EXERCISE PASSAGE
Stability Improvement and Performance Reproducibility Enhancement of Perovskite Solar Cells Following (FA/MA/Cs)PbI3–xBrx/(CH3)3SPbI3 Dimensionality Engineering

Mixed halide hybrid perovskites are strong candidates for fabrication of efficient, stable and reproducible perovskite solar cells (PSCs). To restrain intrinsic volatility and ionic migration effects, we report for the first time a dimensionality engineering approach consisting of a (FA/MA/Cs)PbI3–xBrx/(CH3)3SPbI3(3D/1D) perovskite bilayer architecture, fabricated exclusively with solution processes. XRPD analysis showed no degradation of the 3D/1D composite structure after more than one month of exposure in ambient conditions, in contrast to the reference 3D samples (sole (FA/MA/Cs)PbI3–xBrx) which gradually decomposed to PbI2. The 3D/1D bilayer structure further optimizes the corresponding absorber/hole transporting layer (HTL) interface of the PSCs, since the (FA/MA/Cs)PbI3–xBrx perovskite layer acts as the primary absorber and the (CH3)3SPbI3 top layer plays the role of a barrier against ionic migration/charge carrier recombination. The latter leads to a significant stability improvement for nonsealed devices both under ambient conditions and light stress, underscoring the potential of interface engineering for developing highly efficient and stable PSCs based on functional 3D/1D perovskite bilayers.

EXERCISE
In the perovskite solar cell abstract, what did the reference 3D samples gradually decompose to under ambient exposure? These records come from a different source than the text.

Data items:
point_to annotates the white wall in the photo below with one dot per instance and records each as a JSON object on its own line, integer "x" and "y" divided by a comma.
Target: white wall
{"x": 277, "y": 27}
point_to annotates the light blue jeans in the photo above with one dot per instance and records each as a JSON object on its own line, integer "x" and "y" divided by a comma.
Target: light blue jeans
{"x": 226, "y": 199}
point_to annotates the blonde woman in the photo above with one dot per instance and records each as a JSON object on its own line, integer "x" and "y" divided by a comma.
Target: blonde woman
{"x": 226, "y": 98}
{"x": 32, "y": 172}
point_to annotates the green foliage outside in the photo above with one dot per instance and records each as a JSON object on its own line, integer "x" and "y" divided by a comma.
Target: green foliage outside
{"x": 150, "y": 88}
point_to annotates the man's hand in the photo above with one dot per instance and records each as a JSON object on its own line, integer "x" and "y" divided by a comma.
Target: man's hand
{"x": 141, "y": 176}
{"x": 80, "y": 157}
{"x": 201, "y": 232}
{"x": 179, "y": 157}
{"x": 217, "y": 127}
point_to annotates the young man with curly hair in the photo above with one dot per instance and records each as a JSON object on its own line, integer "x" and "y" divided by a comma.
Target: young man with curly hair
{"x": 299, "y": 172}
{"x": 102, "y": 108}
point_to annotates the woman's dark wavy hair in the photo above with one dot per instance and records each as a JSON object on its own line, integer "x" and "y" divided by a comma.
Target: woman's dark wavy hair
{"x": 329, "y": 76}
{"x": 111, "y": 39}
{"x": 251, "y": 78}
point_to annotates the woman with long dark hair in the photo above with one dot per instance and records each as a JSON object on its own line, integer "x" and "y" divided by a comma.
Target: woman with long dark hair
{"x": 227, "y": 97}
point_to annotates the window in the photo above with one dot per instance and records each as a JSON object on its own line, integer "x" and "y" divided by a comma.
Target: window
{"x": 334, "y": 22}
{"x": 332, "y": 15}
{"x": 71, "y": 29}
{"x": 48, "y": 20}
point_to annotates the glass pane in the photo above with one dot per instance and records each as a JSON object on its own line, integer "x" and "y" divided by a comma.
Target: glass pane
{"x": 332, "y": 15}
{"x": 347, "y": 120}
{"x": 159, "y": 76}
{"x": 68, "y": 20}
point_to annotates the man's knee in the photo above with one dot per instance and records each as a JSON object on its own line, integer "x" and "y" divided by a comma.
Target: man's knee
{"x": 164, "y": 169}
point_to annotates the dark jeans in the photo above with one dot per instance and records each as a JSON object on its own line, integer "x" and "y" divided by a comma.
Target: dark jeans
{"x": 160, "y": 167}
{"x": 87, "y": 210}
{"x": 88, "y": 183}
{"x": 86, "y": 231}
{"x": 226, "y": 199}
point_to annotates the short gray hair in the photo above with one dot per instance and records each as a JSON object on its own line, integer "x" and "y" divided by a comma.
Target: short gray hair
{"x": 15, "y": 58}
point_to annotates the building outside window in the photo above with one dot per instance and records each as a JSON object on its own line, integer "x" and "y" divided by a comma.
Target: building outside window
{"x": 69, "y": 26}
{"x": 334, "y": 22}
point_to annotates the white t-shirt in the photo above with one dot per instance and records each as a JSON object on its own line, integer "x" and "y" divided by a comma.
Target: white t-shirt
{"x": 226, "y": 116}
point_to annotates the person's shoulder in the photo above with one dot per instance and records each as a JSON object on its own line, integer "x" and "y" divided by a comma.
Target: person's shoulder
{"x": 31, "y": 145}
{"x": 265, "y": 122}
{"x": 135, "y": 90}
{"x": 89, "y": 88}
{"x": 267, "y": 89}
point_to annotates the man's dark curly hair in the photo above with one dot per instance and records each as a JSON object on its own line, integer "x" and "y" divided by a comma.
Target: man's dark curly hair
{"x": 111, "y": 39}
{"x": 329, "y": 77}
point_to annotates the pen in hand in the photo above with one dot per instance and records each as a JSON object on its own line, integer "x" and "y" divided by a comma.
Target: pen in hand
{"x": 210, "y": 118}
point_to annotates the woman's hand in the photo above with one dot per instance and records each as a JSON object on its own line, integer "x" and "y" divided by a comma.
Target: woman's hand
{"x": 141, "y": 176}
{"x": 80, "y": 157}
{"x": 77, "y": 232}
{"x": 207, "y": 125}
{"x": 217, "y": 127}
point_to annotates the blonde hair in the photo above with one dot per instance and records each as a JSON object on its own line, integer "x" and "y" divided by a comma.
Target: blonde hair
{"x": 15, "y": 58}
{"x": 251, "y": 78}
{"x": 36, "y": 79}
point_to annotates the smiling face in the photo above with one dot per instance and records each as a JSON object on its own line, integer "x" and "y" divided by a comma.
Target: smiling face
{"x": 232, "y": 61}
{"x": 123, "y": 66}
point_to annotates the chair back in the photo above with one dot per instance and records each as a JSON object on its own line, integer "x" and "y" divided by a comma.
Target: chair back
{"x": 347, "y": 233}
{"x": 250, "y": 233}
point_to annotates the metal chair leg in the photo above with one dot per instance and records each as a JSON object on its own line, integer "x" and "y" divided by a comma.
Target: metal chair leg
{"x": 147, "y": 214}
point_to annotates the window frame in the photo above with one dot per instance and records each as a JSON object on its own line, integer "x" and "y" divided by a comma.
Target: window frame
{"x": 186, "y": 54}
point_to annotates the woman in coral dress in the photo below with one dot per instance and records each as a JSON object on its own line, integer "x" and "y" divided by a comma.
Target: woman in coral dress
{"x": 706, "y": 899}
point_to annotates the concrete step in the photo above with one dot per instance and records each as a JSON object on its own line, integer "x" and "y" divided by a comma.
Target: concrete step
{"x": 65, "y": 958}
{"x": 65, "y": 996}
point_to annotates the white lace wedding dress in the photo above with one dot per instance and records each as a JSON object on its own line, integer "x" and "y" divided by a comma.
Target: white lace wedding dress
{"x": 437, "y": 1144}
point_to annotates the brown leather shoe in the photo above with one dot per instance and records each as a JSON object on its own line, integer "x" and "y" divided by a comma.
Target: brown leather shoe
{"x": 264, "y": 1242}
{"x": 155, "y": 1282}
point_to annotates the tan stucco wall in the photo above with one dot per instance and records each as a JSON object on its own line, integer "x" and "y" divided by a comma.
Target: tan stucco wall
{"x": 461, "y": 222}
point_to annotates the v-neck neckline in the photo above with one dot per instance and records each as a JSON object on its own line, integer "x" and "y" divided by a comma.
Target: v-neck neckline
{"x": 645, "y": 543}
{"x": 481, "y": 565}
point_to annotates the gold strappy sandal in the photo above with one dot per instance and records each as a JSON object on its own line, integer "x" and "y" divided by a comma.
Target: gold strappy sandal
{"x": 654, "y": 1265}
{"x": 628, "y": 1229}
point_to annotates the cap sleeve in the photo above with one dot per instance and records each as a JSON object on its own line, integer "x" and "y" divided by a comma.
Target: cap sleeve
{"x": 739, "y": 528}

WRITTEN ANSWER
PbI2